**WHAT YOU ARE ASKED TO DO:** Take the entries below and print all of them exactly, please.

[Saved entries]
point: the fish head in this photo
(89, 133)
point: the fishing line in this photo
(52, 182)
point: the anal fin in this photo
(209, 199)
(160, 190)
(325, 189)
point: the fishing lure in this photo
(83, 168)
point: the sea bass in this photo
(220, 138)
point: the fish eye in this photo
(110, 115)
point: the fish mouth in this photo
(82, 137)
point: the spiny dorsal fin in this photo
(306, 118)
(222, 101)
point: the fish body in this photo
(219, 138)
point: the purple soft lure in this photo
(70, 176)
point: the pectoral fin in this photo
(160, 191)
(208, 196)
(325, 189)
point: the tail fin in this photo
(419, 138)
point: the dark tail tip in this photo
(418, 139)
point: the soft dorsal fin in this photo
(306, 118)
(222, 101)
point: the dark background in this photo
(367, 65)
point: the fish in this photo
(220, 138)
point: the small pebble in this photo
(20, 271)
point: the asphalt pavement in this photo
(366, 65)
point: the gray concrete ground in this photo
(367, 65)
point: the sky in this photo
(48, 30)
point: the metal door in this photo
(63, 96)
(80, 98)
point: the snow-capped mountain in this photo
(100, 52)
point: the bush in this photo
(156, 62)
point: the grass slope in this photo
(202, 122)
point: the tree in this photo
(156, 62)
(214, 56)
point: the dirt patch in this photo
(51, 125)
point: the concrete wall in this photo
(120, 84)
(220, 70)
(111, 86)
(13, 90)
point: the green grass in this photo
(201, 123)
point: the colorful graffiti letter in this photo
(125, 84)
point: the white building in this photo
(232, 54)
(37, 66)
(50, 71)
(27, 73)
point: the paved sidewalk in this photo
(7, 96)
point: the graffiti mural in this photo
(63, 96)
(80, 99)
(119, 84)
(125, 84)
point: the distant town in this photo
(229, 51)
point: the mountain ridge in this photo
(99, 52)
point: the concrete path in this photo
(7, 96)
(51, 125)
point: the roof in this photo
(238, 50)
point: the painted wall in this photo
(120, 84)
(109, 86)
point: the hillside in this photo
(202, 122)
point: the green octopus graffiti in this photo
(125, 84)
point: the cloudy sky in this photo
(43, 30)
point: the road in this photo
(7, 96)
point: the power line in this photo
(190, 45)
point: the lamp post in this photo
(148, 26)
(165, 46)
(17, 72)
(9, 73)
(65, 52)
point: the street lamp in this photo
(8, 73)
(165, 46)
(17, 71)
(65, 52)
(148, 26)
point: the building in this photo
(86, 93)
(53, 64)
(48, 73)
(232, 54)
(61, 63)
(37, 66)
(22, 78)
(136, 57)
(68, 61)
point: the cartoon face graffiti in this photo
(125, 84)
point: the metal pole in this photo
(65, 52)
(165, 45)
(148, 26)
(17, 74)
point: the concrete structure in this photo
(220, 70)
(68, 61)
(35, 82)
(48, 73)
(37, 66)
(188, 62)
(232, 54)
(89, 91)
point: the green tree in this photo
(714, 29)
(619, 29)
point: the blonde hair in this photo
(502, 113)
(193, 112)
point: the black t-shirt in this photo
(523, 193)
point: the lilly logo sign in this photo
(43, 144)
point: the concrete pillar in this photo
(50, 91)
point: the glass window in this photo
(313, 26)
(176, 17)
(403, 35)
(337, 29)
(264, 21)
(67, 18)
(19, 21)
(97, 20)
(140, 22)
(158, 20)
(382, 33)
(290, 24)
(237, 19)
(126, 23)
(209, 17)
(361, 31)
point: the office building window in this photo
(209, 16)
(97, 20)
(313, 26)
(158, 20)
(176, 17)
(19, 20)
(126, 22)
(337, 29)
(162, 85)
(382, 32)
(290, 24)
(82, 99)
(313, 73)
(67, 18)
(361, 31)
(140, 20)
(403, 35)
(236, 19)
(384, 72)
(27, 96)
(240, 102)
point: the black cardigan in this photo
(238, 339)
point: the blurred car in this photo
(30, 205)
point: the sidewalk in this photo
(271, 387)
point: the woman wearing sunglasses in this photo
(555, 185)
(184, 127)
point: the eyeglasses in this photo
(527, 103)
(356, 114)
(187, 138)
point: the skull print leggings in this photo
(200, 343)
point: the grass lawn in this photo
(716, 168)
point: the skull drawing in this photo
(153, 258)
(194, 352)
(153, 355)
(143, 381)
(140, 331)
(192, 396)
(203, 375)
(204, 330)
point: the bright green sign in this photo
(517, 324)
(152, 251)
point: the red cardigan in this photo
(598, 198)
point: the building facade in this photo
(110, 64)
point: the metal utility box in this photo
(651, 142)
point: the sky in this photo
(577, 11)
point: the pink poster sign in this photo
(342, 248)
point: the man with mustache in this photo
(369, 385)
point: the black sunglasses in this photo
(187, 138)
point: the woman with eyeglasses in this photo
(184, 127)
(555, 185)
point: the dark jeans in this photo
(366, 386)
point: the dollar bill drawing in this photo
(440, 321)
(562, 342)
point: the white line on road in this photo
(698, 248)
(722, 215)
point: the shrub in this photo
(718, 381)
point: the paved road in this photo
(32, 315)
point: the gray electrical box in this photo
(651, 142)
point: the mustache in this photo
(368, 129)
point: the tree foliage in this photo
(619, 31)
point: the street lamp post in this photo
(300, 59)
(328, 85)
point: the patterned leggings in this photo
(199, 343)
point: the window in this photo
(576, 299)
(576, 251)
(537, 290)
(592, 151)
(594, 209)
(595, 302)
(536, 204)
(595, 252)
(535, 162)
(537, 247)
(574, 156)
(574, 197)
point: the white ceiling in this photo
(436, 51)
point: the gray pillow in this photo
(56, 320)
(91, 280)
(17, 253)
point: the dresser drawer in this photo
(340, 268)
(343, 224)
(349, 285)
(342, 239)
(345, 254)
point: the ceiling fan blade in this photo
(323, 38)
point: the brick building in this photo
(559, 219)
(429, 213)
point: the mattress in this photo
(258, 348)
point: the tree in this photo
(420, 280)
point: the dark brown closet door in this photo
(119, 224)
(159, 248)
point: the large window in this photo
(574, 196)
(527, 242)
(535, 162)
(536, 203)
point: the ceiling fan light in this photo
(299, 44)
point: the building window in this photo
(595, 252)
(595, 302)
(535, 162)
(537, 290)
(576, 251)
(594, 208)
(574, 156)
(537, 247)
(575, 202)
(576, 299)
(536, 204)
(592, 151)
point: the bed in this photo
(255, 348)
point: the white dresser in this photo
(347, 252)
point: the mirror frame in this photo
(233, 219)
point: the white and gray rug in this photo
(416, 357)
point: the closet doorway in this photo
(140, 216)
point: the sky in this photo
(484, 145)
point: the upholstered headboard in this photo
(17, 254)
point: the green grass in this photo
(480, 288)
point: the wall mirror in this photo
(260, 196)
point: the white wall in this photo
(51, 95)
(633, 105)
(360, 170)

**RESPONSE TO THIS EXERCISE:**
point: the fish head in this photo
(89, 133)
point: the fishing line in this photo
(52, 182)
point: the anal fin in this photo
(209, 199)
(160, 190)
(325, 189)
point: the fishing lure in this photo
(83, 168)
point: the sea bass in this photo
(220, 138)
point: the fish eye in this photo
(110, 115)
point: the fish mouth in this photo
(82, 137)
point: the spiny dorsal fin in this photo
(306, 118)
(222, 101)
point: the fish body in this photo
(219, 138)
point: the purple soft lure in this photo
(70, 176)
point: the pectoral fin in this photo
(160, 191)
(208, 196)
(325, 189)
point: the tail fin in this photo
(419, 138)
point: the dark tail tip in this photo
(418, 139)
point: the soft dorsal fin in this photo
(306, 118)
(222, 101)
point: the dark background in this photo
(367, 65)
point: the fish in this photo
(220, 138)
point: the small pebble in this photo
(20, 271)
point: the asphalt pavement in this photo
(366, 65)
point: the gray concrete ground in this photo
(367, 65)
point: the sky in this photo
(48, 30)
point: the metal door in this photo
(63, 96)
(80, 98)
point: the snow-capped mountain in this photo
(100, 52)
point: the bush in this photo
(156, 62)
point: the grass slope in this photo
(202, 122)
point: the tree in this photo
(156, 62)
(214, 56)
point: the dirt patch in this photo
(51, 125)
point: the concrete wall in this photo
(120, 84)
(220, 70)
(111, 86)
(13, 90)
point: the green grass in this photo
(201, 123)
point: the colorful graffiti letter in this photo
(125, 84)
point: the white building in this photo
(232, 54)
(37, 66)
(50, 71)
(27, 73)
point: the paved sidewalk in this photo
(7, 96)
point: the graffiti mural in this photo
(63, 96)
(80, 99)
(119, 84)
(125, 84)
point: the distant town in this photo
(229, 51)
point: the mountain ridge in this photo
(99, 52)
point: the concrete path in this photo
(7, 96)
(51, 125)
point: the roof in this photo
(238, 50)
point: the painted wall in this photo
(120, 84)
(109, 86)
point: the hillside in this photo
(202, 122)
point: the green octopus graffiti in this photo
(125, 84)
point: the cloudy sky in this photo
(43, 30)
point: the road in this photo
(7, 96)
point: the power line in this photo
(190, 45)
point: the lamp post in this photo
(148, 26)
(165, 46)
(17, 72)
(9, 73)
(65, 52)
point: the street lamp in this photo
(8, 73)
(165, 46)
(17, 71)
(65, 52)
(148, 26)
point: the building in this photo
(86, 93)
(53, 64)
(48, 73)
(232, 54)
(61, 63)
(37, 66)
(22, 78)
(136, 57)
(68, 61)
point: the cartoon face graffiti in this photo
(125, 84)
point: the metal pole in this photo
(65, 52)
(165, 45)
(148, 26)
(17, 74)
point: the concrete structure in this photo
(220, 70)
(68, 61)
(35, 82)
(48, 73)
(37, 66)
(188, 62)
(232, 54)
(89, 91)
point: the green tree in this photo
(714, 29)
(619, 29)
point: the blonde hair in this photo
(502, 113)
(193, 112)
point: the black t-shirt in this photo
(523, 193)
point: the lilly logo sign in this photo
(43, 144)
point: the concrete pillar in this photo
(50, 91)
point: the glass window in this photo
(313, 26)
(176, 17)
(403, 35)
(337, 29)
(264, 21)
(67, 18)
(19, 21)
(97, 20)
(140, 22)
(158, 20)
(382, 33)
(290, 24)
(237, 19)
(126, 23)
(209, 17)
(361, 31)
point: the office building window in this photo
(209, 16)
(97, 20)
(313, 26)
(158, 20)
(176, 17)
(19, 20)
(126, 22)
(337, 29)
(162, 85)
(382, 32)
(290, 24)
(82, 99)
(313, 73)
(67, 18)
(361, 31)
(140, 20)
(403, 35)
(236, 19)
(384, 72)
(27, 96)
(240, 102)
point: the black cardigan in this photo
(238, 339)
point: the blurred car in this photo
(30, 205)
point: the sidewalk in this photo
(271, 387)
point: the woman wearing sunglasses in this photo
(555, 185)
(184, 127)
point: the eyeglasses in this photo
(527, 103)
(356, 114)
(187, 138)
point: the skull print leggings in this photo
(200, 343)
point: the grass lawn in this photo
(716, 168)
point: the skull drawing in this photo
(153, 258)
(194, 352)
(153, 355)
(143, 381)
(140, 331)
(192, 396)
(203, 375)
(204, 330)
point: the bright green sign in this photo
(517, 324)
(152, 251)
point: the red cardigan in this photo
(598, 198)
point: the building facade in this photo
(110, 64)
point: the metal utility box in this photo
(651, 142)
point: the sky in this photo
(577, 11)
point: the pink poster sign in this photo
(342, 248)
point: the man with mustache in this photo
(369, 385)
point: the black sunglasses in this photo
(187, 138)
point: the woman with eyeglasses in this photo
(184, 127)
(555, 185)
point: the dark jeans in this photo
(366, 386)
point: the dollar bill drawing in this photo
(440, 321)
(562, 342)
point: the white line on road in this photo
(698, 248)
(722, 215)
point: the shrub in this photo
(718, 381)
point: the paved road in this photo
(32, 315)
point: the gray electrical box in this photo
(651, 142)
point: the mustache in this photo
(368, 129)
point: the tree foliage in this photo
(619, 31)
point: the street lamp post in this photo
(300, 59)
(328, 85)
point: the patterned leggings in this photo
(199, 343)
point: the window in this photo
(576, 299)
(576, 251)
(537, 290)
(592, 151)
(594, 209)
(595, 302)
(536, 204)
(595, 252)
(535, 162)
(537, 247)
(574, 156)
(574, 197)
point: the white ceiling in this photo
(436, 51)
point: the gray pillow in this photo
(56, 320)
(91, 280)
(17, 253)
point: the dresser drawer in this photo
(340, 268)
(343, 224)
(349, 285)
(342, 239)
(345, 254)
point: the ceiling fan blade in this photo
(323, 38)
point: the brick building in this photo
(559, 219)
(429, 213)
point: the mattress in this photo
(258, 348)
point: the tree in this photo
(420, 280)
point: the dark brown closet door in this photo
(119, 224)
(159, 248)
point: the large window in this photo
(574, 196)
(527, 242)
(535, 162)
(536, 203)
point: the ceiling fan light in this photo
(299, 44)
point: the building window in this photo
(595, 252)
(595, 302)
(535, 162)
(537, 290)
(576, 251)
(594, 208)
(574, 156)
(537, 247)
(575, 202)
(576, 299)
(536, 204)
(592, 151)
point: the bed in this photo
(255, 348)
point: the white dresser in this photo
(347, 252)
point: the mirror frame in this photo
(233, 219)
point: the white and gray rug in this photo
(416, 357)
point: the closet doorway in this photo
(140, 216)
point: the sky in this photo
(484, 145)
point: the upholstered headboard in this photo
(17, 254)
point: the green grass in this photo
(480, 288)
point: the wall mirror in this photo
(260, 196)
point: the white wall in this photo
(51, 95)
(633, 105)
(360, 170)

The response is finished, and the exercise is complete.